▸ WHAT IS ASKED
Reproduce everything below from the line containing "the road in" down to the line containing "[[783, 103]]", keeping both of those lines.

Location identification items:
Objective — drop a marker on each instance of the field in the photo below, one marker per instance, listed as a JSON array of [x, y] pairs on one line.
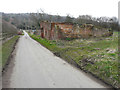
[[98, 56]]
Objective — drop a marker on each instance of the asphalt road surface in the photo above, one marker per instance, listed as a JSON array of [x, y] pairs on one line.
[[36, 67]]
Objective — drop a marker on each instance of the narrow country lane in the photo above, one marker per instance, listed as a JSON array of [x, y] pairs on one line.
[[36, 67]]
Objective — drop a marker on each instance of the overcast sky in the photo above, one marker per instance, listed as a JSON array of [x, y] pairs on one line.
[[75, 8]]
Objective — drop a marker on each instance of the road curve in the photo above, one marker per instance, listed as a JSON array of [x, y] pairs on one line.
[[37, 67]]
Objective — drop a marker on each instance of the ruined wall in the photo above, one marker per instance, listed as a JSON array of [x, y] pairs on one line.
[[54, 31]]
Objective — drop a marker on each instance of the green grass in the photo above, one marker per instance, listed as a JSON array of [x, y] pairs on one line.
[[7, 48], [98, 56]]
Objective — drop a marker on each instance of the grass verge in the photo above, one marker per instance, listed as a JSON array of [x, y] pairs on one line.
[[98, 56]]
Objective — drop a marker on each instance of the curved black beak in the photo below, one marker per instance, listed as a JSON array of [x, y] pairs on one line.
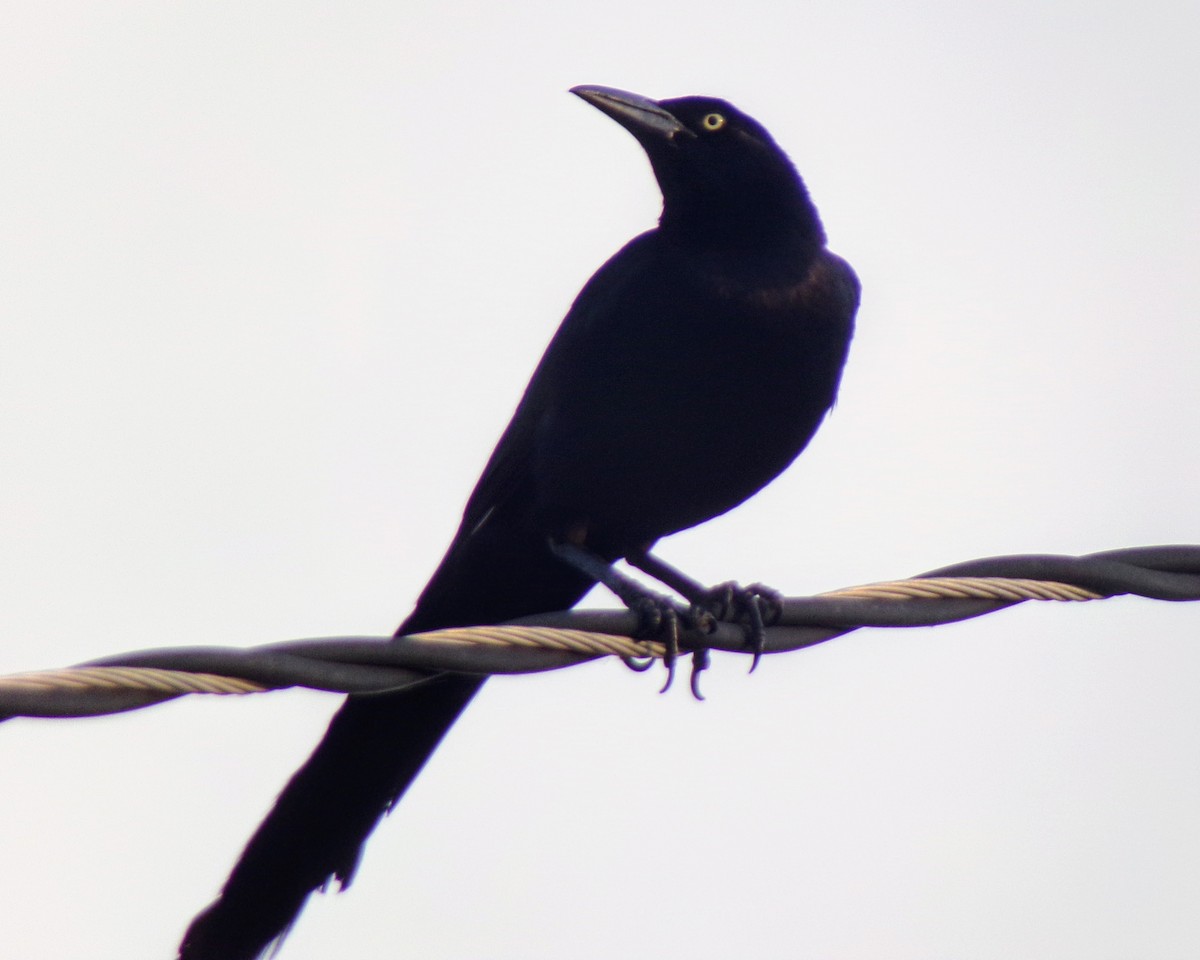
[[640, 115]]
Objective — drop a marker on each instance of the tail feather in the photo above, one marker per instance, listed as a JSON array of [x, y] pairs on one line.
[[373, 749]]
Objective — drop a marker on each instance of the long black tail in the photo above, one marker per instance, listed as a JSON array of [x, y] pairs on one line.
[[373, 749]]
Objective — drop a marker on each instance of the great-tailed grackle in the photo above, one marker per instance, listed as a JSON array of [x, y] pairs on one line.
[[689, 372]]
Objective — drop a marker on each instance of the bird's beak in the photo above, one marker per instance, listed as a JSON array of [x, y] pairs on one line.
[[642, 117]]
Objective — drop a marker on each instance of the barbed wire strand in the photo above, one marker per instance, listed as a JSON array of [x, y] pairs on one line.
[[366, 665]]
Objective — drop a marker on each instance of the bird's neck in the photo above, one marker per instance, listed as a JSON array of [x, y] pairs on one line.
[[769, 220]]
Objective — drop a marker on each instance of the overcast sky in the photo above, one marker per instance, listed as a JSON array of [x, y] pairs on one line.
[[274, 276]]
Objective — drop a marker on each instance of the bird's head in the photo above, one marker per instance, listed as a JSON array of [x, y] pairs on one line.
[[721, 173]]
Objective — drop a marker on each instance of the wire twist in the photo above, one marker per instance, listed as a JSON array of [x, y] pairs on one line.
[[361, 665]]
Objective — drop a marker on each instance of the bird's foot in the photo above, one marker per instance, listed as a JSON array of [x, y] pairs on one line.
[[661, 619], [755, 607]]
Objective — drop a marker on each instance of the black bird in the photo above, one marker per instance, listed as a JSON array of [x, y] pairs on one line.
[[689, 372]]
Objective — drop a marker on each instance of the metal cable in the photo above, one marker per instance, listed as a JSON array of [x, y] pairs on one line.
[[363, 665]]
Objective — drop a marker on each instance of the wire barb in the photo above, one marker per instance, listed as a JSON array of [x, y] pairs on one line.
[[363, 665]]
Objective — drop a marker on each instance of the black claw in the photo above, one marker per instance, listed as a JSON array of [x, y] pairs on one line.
[[699, 665], [756, 633], [755, 606], [672, 643]]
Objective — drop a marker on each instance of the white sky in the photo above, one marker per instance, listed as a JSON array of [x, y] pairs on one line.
[[274, 276]]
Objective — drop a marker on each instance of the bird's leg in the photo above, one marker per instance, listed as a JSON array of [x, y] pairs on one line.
[[756, 606], [657, 616]]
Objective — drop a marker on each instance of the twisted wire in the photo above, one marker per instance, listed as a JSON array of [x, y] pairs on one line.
[[361, 665]]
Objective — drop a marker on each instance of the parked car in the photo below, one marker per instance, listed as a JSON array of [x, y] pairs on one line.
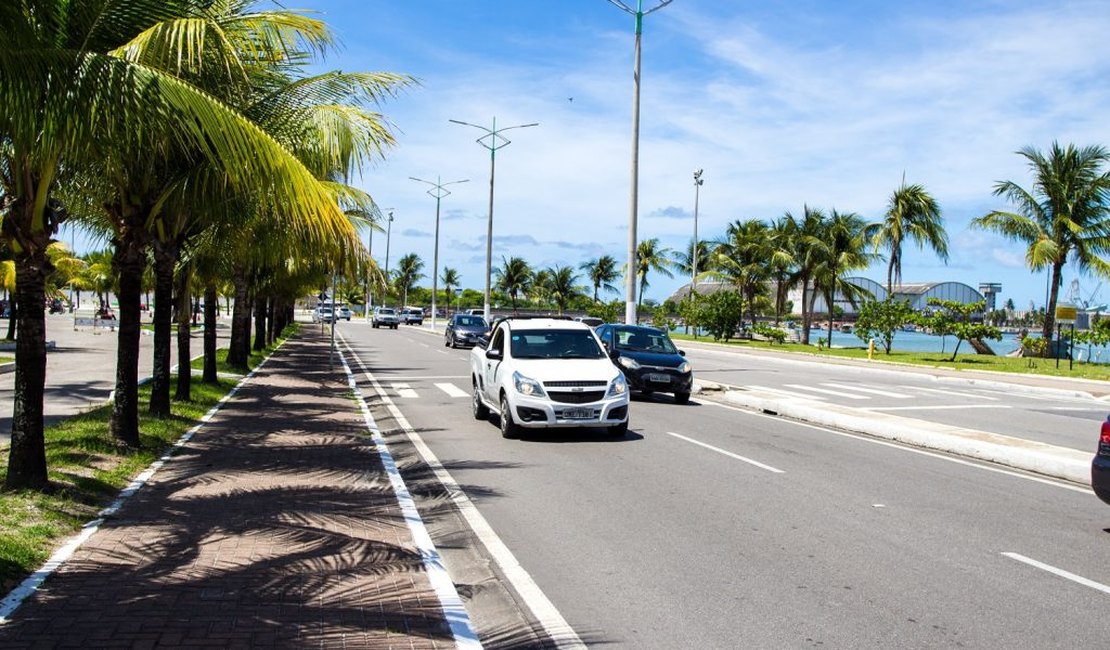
[[385, 317], [464, 329], [1100, 467], [648, 359], [547, 373]]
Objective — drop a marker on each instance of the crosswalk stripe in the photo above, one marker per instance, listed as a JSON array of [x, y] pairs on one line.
[[837, 393], [871, 390], [452, 390]]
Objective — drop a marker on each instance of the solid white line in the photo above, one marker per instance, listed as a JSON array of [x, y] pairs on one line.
[[936, 455], [729, 454], [1060, 572], [543, 610], [452, 390], [450, 601], [871, 390], [938, 407], [31, 584], [837, 393]]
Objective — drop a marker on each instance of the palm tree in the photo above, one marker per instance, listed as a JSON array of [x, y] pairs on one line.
[[450, 280], [1066, 213], [407, 274], [602, 273], [514, 277], [652, 256], [911, 214]]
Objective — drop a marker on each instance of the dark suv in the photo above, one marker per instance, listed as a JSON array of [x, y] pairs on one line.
[[648, 359], [464, 329]]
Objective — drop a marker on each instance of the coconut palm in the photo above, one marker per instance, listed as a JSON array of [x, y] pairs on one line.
[[514, 277], [912, 214], [1065, 214], [602, 273], [651, 255]]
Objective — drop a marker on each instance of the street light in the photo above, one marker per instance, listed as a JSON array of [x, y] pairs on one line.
[[389, 230], [495, 141], [436, 192], [631, 275]]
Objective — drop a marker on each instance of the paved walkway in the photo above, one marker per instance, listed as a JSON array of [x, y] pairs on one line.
[[275, 526]]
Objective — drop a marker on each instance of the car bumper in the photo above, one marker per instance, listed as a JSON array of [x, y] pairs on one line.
[[1100, 477], [533, 413]]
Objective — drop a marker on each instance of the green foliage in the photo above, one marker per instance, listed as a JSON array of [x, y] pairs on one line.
[[955, 317], [720, 313], [881, 320]]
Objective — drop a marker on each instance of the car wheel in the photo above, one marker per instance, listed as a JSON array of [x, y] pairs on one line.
[[508, 428], [481, 410]]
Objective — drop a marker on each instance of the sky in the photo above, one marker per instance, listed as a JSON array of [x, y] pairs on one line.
[[781, 103]]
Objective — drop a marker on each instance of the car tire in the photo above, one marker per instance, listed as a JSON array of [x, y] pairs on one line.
[[480, 409], [508, 428]]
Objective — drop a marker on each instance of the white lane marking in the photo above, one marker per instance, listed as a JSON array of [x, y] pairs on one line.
[[938, 407], [783, 393], [871, 390], [543, 610], [826, 392], [864, 438], [952, 393], [1060, 572], [729, 454], [451, 603], [452, 390], [404, 390]]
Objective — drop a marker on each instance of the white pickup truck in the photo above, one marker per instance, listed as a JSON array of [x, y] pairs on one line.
[[547, 373]]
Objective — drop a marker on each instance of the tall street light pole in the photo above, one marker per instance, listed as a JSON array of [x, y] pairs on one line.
[[493, 140], [631, 275], [436, 192], [389, 231]]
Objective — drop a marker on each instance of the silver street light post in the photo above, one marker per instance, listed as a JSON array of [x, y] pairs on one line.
[[493, 140], [437, 192], [631, 275]]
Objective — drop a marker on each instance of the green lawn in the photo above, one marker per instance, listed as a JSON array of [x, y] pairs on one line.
[[87, 471], [968, 361]]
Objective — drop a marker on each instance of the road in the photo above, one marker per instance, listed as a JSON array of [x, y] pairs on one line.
[[709, 526]]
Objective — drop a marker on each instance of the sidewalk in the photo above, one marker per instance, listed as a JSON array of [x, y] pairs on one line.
[[276, 525]]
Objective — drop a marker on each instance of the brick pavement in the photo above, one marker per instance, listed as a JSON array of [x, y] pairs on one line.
[[275, 526]]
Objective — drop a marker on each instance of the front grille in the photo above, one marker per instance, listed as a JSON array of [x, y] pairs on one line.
[[576, 397]]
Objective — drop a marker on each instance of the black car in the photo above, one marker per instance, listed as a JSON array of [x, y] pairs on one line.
[[1100, 467], [464, 329], [648, 359]]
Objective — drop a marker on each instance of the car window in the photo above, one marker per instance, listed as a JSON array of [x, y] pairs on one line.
[[554, 344]]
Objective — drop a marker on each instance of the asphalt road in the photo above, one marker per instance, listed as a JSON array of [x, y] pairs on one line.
[[714, 527]]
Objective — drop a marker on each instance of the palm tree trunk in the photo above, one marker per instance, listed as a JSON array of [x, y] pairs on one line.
[[165, 259], [183, 392], [211, 305], [27, 457], [129, 261]]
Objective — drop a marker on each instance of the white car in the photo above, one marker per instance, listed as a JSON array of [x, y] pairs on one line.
[[547, 373]]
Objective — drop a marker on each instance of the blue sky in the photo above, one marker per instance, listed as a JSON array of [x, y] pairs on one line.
[[783, 103]]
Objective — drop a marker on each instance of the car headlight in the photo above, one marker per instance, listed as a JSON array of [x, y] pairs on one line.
[[526, 386], [628, 363]]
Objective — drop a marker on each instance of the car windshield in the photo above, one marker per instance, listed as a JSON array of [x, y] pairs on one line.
[[545, 344], [645, 341]]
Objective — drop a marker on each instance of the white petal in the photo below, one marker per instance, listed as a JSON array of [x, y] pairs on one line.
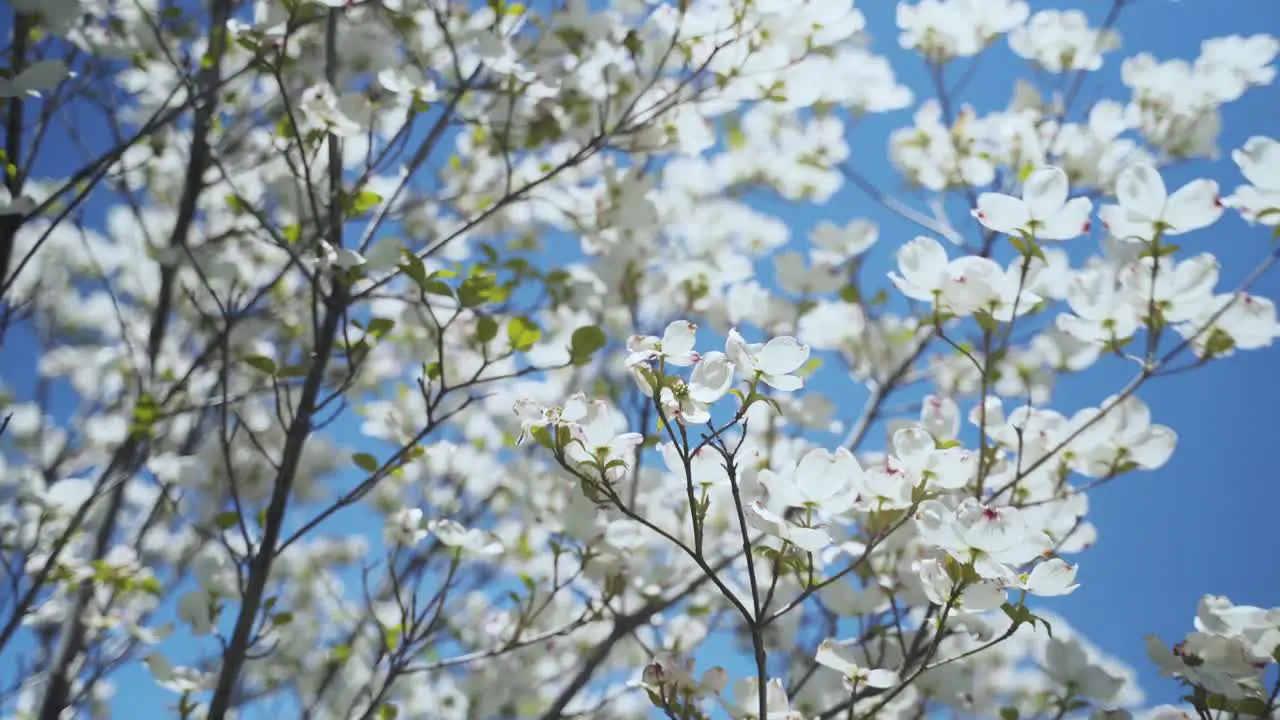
[[1156, 449], [1051, 578], [1002, 213], [881, 678], [1196, 205], [1072, 220], [913, 446], [1260, 162], [677, 340], [782, 356], [786, 383], [807, 538], [1045, 192], [711, 378], [1141, 190], [923, 263], [828, 657]]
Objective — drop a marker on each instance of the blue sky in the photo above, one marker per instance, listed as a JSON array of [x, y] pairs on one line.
[[1206, 520], [1201, 524]]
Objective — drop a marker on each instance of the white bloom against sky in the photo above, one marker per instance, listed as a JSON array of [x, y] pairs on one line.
[[766, 360]]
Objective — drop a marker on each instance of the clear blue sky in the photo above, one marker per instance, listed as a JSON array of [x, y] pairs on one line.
[[1205, 522]]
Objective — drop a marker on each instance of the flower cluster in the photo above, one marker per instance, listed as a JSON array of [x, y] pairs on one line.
[[421, 359]]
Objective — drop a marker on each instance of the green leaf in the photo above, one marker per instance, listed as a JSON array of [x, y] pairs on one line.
[[522, 333], [261, 363], [487, 328], [585, 341], [379, 327], [364, 201]]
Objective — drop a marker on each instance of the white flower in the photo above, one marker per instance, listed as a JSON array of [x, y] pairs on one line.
[[405, 527], [1146, 208], [1051, 578], [1043, 212], [33, 78], [675, 346], [471, 540], [828, 656], [598, 438], [1260, 163], [923, 265], [773, 361]]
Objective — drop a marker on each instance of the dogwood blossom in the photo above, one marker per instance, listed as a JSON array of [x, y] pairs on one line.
[[1042, 212], [1260, 163], [1146, 208]]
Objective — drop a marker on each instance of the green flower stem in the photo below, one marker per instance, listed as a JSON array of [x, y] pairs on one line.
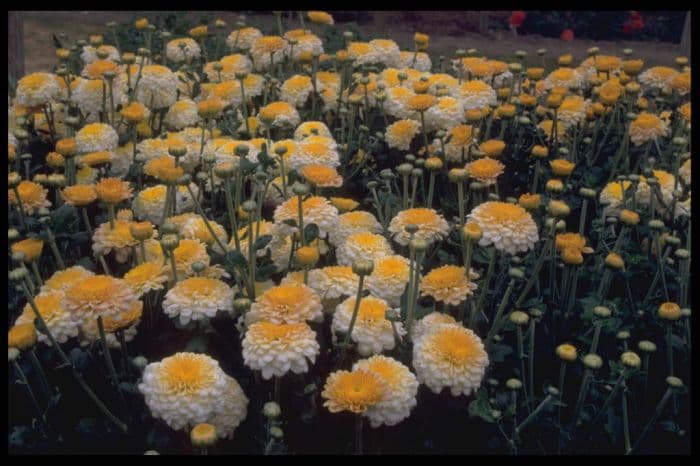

▸ CORRECT RESULT
Objective — drop a marker on each instance of the road in the photo above, one marker per instance, listed as a JSON array of [x, y] pairs on one line.
[[709, 526]]
Objective — drop a marker on each instance of the sidewalk in the photo above, one marker per instance, listed as a JSON array of [x, y] pairs on one line.
[[276, 525]]
Objective — drop a marker on each instance of the brick pavement in the photo above, one marker per instance, listed as a JSON array of [x, y] pairs on one line.
[[275, 526]]
Objective — drop a marker on each instance of the front grille in the photo above, one marker per instance, listed as a JSON array of [x, y] pairs on one line.
[[576, 397]]
Objective — drop a marker on each instance of the black car in the photo above, one marker per instance, listed as a JSON array of [x, y] pairs on one line.
[[1100, 467], [464, 329], [648, 359]]
Objective — drop a marker on each instance of the car window in the photo above, one marker per instance, listed as a JSON array of [x, y] pairs on one line.
[[554, 344]]
Objective — drop a marker on each instance of the asphalt road in the photo above, one marker per instance, listed as a JSON array of [x, y] pairs on one line.
[[714, 527]]
Objective — drop a marker on each instance of the palm tree trunk in the photo above, one marker per instance, listed as a JSON array of [x, y] pairs on one line.
[[165, 259], [183, 392], [211, 305], [27, 457], [129, 261]]
Objective — drop a marker on each instance of the white car in the photo above, one marker per instance, listed as a JSON array of [x, y] pairs on one line.
[[547, 373]]
Objective — drop a marker on each instance of the blue sky in the photo above, one marker per instance, listed as a JSON array of [x, y] pairs on one line.
[[783, 103]]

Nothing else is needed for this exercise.